Task requirements:
Could you set out every line of the records below as a Markdown table with a Row column for the row number and a Record line column for the line itself, skipping blank lines and leaving the pictures out?

Material to process:
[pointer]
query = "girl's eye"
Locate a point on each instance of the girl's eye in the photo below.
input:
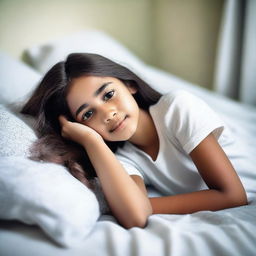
(109, 95)
(87, 115)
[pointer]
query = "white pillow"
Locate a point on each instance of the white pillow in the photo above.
(47, 195)
(43, 57)
(16, 136)
(17, 80)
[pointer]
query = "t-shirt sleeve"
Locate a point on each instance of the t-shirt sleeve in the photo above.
(191, 120)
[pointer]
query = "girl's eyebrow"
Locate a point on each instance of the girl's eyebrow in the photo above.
(98, 91)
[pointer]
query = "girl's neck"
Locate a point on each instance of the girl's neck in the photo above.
(146, 135)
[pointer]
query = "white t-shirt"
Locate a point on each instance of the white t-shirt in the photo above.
(182, 121)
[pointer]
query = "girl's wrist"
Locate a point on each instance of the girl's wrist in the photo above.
(92, 139)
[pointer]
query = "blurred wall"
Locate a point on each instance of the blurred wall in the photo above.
(179, 36)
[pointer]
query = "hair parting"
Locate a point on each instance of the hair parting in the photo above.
(48, 102)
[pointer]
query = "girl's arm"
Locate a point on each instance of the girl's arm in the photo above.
(225, 188)
(129, 204)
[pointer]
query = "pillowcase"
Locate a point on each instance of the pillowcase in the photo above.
(43, 57)
(16, 136)
(47, 195)
(17, 80)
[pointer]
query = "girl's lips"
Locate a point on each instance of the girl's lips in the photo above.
(119, 125)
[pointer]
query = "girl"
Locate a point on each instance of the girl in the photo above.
(114, 126)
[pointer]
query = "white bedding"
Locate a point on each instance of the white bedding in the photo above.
(226, 232)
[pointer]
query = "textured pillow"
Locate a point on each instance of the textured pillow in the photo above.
(46, 195)
(17, 80)
(16, 136)
(44, 56)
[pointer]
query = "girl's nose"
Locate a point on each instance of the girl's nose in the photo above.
(109, 116)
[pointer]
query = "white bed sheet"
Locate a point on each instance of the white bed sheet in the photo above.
(226, 232)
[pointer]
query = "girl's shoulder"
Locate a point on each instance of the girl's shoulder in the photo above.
(176, 99)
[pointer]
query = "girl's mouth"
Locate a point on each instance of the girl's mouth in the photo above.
(119, 125)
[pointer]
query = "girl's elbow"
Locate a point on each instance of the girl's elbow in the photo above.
(238, 199)
(139, 221)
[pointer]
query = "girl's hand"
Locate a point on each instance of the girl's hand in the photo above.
(77, 132)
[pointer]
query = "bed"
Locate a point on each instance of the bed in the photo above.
(38, 215)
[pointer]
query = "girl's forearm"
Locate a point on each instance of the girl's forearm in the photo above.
(211, 200)
(127, 202)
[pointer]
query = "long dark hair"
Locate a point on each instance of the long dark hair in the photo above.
(49, 101)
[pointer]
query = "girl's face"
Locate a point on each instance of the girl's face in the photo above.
(106, 105)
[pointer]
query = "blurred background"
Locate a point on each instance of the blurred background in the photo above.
(178, 36)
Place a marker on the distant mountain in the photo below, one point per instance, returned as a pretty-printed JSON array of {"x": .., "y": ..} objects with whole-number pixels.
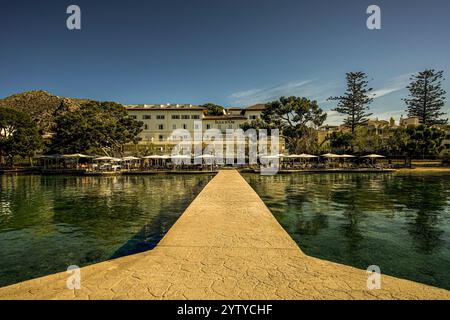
[{"x": 42, "y": 106}]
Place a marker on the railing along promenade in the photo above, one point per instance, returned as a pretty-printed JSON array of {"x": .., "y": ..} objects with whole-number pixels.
[{"x": 226, "y": 245}]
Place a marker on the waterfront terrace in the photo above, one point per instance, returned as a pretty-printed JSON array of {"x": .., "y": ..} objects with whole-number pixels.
[{"x": 226, "y": 245}]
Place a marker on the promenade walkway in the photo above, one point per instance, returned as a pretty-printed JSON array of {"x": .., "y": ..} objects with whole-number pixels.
[{"x": 227, "y": 245}]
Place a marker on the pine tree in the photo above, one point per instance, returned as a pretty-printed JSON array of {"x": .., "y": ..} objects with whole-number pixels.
[
  {"x": 355, "y": 102},
  {"x": 426, "y": 97}
]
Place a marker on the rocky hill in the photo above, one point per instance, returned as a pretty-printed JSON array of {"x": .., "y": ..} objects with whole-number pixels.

Expected answer:
| Row | Record line |
|---|---|
| 1 | [pointer] |
| 2 | query = "girl's eye" |
| 3 | Locate a point on each instance of the girl's eye in the photo below. |
| 4 | input: |
| 5 | (109, 95) |
| 6 | (87, 115) |
| 7 | [pointer] |
| 8 | query = "white pillow" |
| 9 | Locate a point on each instance of the white pillow in the photo above. |
| 10 | (47, 195) |
| 11 | (43, 57) |
| 12 | (16, 136) |
| 13 | (17, 80) |
| 14 | [pointer] |
| 15 | query = "t-shirt sleeve" |
| 16 | Locate a point on each instance of the t-shirt sleeve in the photo above. |
| 17 | (191, 120) |
| 18 | [pointer] |
| 19 | query = "girl's eyebrow" |
| 20 | Locate a point on each instance of the girl's eyebrow in the photo above. |
| 21 | (98, 91) |
| 22 | [pointer] |
| 23 | query = "girl's neck" |
| 24 | Locate a point on each instance of the girl's neck in the photo above. |
| 25 | (146, 135) |
| 26 | [pointer] |
| 27 | query = "white t-shirt" |
| 28 | Locate a point on each instance of the white t-shirt in the photo above. |
| 29 | (182, 121) |
| 30 | [pointer] |
| 31 | query = "girl's wrist" |
| 32 | Locate a point on each instance of the girl's wrist in the photo above. |
| 33 | (92, 139) |
| 34 | [pointer] |
| 35 | query = "blurred wall" |
| 36 | Locate a point on each instance of the blurred wall in the photo above. |
| 37 | (179, 36) |
| 38 | [pointer] |
| 39 | query = "hair parting" |
| 40 | Locate a point on each instance of the hair parting in the photo above. |
| 41 | (48, 102) |
| 42 | [pointer] |
| 43 | query = "girl's arm" |
| 44 | Locate a point on each instance of the girl's arm in the photo above. |
| 45 | (225, 188) |
| 46 | (129, 204) |
| 47 | [pointer] |
| 48 | query = "pillowcase" |
| 49 | Locate a point on each instance of the pillowcase in the photo above. |
| 50 | (43, 57) |
| 51 | (16, 136) |
| 52 | (47, 195) |
| 53 | (17, 80) |
| 54 | [pointer] |
| 55 | query = "girl's lips" |
| 56 | Locate a point on each instance of the girl's lips in the photo above. |
| 57 | (119, 125) |
| 58 | [pointer] |
| 59 | query = "girl" |
| 60 | Locate a point on each instance of the girl in the photo above. |
| 61 | (114, 126) |
| 62 | [pointer] |
| 63 | query = "white bedding" |
| 64 | Locate a point on each instance of the white bedding in the photo above. |
| 65 | (226, 232) |
| 66 | [pointer] |
| 67 | query = "textured pillow" |
| 68 | Locate a point on each instance of the textured pillow in the photo above. |
| 69 | (46, 195) |
| 70 | (17, 80) |
| 71 | (16, 136) |
| 72 | (44, 56) |
| 73 | [pointer] |
| 74 | query = "girl's nose" |
| 75 | Locate a point on each instance of the girl's nose in the photo above. |
| 76 | (109, 116) |
| 77 | [pointer] |
| 78 | query = "white bed sheet" |
| 79 | Locate a point on each instance of the white bed sheet in the photo above. |
| 80 | (226, 232) |
| 81 | [pointer] |
| 82 | query = "girl's shoulder" |
| 83 | Locate a point on each instance of the girl's shoulder in the photo above. |
| 84 | (176, 99) |
| 85 | [pointer] |
| 86 | query = "girl's mouth" |
| 87 | Locate a point on each instance of the girl's mouth in the photo above. |
| 88 | (119, 125) |
| 89 | [pointer] |
| 90 | query = "girl's elbow" |
| 91 | Locate a point on each instance of the girl's elbow in the photo above. |
| 92 | (238, 199) |
| 93 | (139, 221) |
| 94 | [pointer] |
| 95 | query = "girl's hand" |
| 96 | Locate a point on each instance of the girl's hand in the photo above. |
| 97 | (77, 132) |
| 98 | [pointer] |
| 99 | query = "bed" |
| 100 | Locate a point on each instance of the bed in the photo above. |
| 101 | (38, 215) |
| 102 | [pointer] |
| 103 | query = "girl's forearm" |
| 104 | Locate a point on each instance of the girl's forearm in the photo above. |
| 105 | (211, 200) |
| 106 | (127, 202) |
| 107 | [pointer] |
| 108 | query = "long dark hair" |
| 109 | Locate a point on each instance of the long dark hair in the photo above. |
| 110 | (49, 101) |
| 111 | [pointer] |
| 112 | query = "girl's face" |
| 113 | Locate a point on each instance of the girl's face in the photo above. |
| 114 | (106, 105) |
| 115 | [pointer] |
| 116 | query = "blurred background" |
| 117 | Locate a point on each instance of the blurred background in the photo above. |
| 118 | (178, 36) |
| 119 | Place a marker on the distant mountain in the photo below, one point per instance, returned as a pretty-printed JSON array of {"x": .., "y": ..} objects with whole-number pixels. |
| 120 | [{"x": 42, "y": 106}] |
| 121 | Place a marker on the railing along promenade in the photo above, one point per instance, returned as a pretty-printed JSON array of {"x": .., "y": ..} objects with whole-number pixels. |
| 122 | [{"x": 226, "y": 245}] |
| 123 | Place a marker on the waterfront terrace in the photo above, one point per instance, returned as a pretty-printed JSON array of {"x": .., "y": ..} objects with whole-number pixels. |
| 124 | [{"x": 226, "y": 245}] |
| 125 | Place a marker on the promenade walkway in the photo above, one point per instance, returned as a pretty-printed JSON array of {"x": .., "y": ..} objects with whole-number pixels. |
| 126 | [{"x": 227, "y": 245}] |
| 127 | Place a marker on the pine tree in the photo above, one point per instance, returned as a pretty-printed JSON array of {"x": .., "y": ..} objects with whole-number pixels. |
| 128 | [ |
| 129 |   {"x": 355, "y": 102}, |
| 130 |   {"x": 426, "y": 97} |
| 131 | ] |
| 132 | Place a marker on the rocky hill in the photo above, one point per instance, returned as a pretty-printed JSON array of {"x": .., "y": ..} objects with whole-number pixels. |